> **Study text**:
*** Block opens ***

2006-10455, 2007-05614

SUPREME COURT OF NEW YORK, APPELLATE DIVISION, SECOND DEPARTMENT

2008 NY Slip Op 2575; 2008 N.Y. App. Div. LEXIS 2514

March 18, 2008, Decided

As the Appellate Division notes, this is a strange and disturbing real estate deal for the beneficiaries of their mother’s estate.

“The complaint alleges, insofar as is relevant here, that Jose, believing, on the basis of misrepresentations by certain of the defendants, that he was refinancing to save his mother’s property from foreclosure, entered into a contract to convey the property to Decaudin for $ 390,000. The property allegedly was worth $ 600,000 at the time. When the closing was scheduled, Jose [**5] allegedly was advised that only he had to attend the closing, but that he should bring with him his mother’s social security card and driver’s license. At the closing he allegedly was introduced to Streisfeld, and was told that Streisfeld was his attorney.

[*3] The complaint alleges that, prior to the closing, Streisfeld had been provided with a copy of the power of attorney by which Jose was purporting to act in connection with the closing. The power of attorney, which had been executed by Jose’s mother, appointed Jose and his sister, the plaintiff, Naida I. Velazquez, acting jointly, as attorneys-in-fact for their mother. Despite the requirement that Jose and the plaintiff act together, however, the complaint alleges that Jose acted alone in connection with the conveyance of the property and that the plaintiff was unaware of his actions in that regard.

According to the complaint, the closing proceeded only after a lengthy meeting, from which Jose was excluded, between Streisfeld, the representative of the defendant Old Town Abstract Company, LLC (hereinafter Old Town), which was the agent of UGT, and the mortgage brokers, financial advisors, and other attorneys involved in the transaction. [**6] When the closing did proceed, Jose was taken into a room separate from the other participants, where he was advised that he was required to execute a deed, as well as a use and occupancy agreement and an option to purchase agreement. The use and occupancy agreement provided that Jose, who resided elsewhere, could continue to reside in the premises for a period of 12 months as long as he paid Decaudin’s mortgage payments in a timely fashion during that period. The option-to-purchase agreement provided that as long as he did not default in his obligations under the use and occupancy agreement, Jose could purchase the property during that year for $ 370,500, which was the total amount of the two mortgages that Decaudin executed in favor of the defendant Sunset Mortgage Company at the closing.

*** Block closes ***

> **Extracted entries**:
*** Block opens ***

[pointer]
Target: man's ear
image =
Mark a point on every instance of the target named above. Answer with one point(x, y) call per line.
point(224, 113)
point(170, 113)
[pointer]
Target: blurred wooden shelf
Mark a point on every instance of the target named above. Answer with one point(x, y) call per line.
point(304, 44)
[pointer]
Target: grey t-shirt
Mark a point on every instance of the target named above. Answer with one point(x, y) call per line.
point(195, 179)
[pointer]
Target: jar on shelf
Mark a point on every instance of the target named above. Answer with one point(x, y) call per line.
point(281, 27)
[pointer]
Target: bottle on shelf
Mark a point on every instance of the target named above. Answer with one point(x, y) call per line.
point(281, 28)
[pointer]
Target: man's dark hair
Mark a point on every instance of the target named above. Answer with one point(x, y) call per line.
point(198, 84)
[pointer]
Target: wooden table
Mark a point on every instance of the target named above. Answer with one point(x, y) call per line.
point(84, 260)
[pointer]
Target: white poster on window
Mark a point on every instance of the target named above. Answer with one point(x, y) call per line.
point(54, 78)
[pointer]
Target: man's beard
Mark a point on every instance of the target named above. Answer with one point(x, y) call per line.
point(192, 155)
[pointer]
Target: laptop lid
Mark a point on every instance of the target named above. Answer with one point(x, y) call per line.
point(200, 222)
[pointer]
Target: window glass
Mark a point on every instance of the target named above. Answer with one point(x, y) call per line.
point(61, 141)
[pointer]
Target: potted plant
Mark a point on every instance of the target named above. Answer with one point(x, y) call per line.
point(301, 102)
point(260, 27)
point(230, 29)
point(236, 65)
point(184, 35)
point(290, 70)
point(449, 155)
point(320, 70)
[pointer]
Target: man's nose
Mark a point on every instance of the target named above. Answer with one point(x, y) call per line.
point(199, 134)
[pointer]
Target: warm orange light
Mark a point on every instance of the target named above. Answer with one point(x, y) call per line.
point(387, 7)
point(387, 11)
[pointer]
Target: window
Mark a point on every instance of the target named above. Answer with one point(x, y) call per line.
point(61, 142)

*** Block closes ***

> **Activity list**:
• A. Write out the part of the court decision between "March 18, 2008, Decided" and "was his attorney.", inclusive.
• B. Pick up the court decision about the disputed real estate conveyance where it stops and carry it forward.
Leave the data alone; it is not part of what you need to do.

> **Task-by-task results**:
• A.
March 18, 2008, Decided

As the Appellate Division notes, this is a strange and disturbing real estate deal for the beneficiaries of their mother’s estate.

“The complaint alleges, insofar as is relevant here, that Jose, believing, on the basis of misrepresentations by certain of the defendants, that he was refinancing to save his mother’s property from foreclosure, entered into a contract to convey the property to Decaudin for $ 390,000. The property allegedly was worth $ 600,000 at the time. When the closing was scheduled, Jose [**5] allegedly was advised that only he had to attend the closing, but that he should bring with him his mother’s social security card and driver’s license. At the closing he allegedly was introduced to Streisfeld, and was told that Streisfeld was his attorney.

• B.
The complaint further alleges that, at the closing, Jose, Decaudin, Streisfeld, and the attorney for the lender executed an escrow agreement, pursuant to which no funds were to be disbursed, no documents were to be recorded, and no title insurance was to be issued until an original power of attorney in favor of Jose had been delivered to Old Town. The escrow agreement further provided that if the [**7] power of attorney were not delivered, the closing documents were to be returned to the respective parties. The complaint alleges that even though the power of attorney was never delivered to Old Town, the funds were disbursed and the closing documents were not returned, but were recorded, and UGT issued a policy of title insurance. The complaint alleges that the closing documents reflect that Decaudin paid approximately $ 295,000 to satisfy the outstanding mortgage indebtedness on the property and that the remaining $ 95,000 that had been borrowed from Sunset was disbursed to the defendants, rather than to the owner of the property, the plaintiff’s decedent.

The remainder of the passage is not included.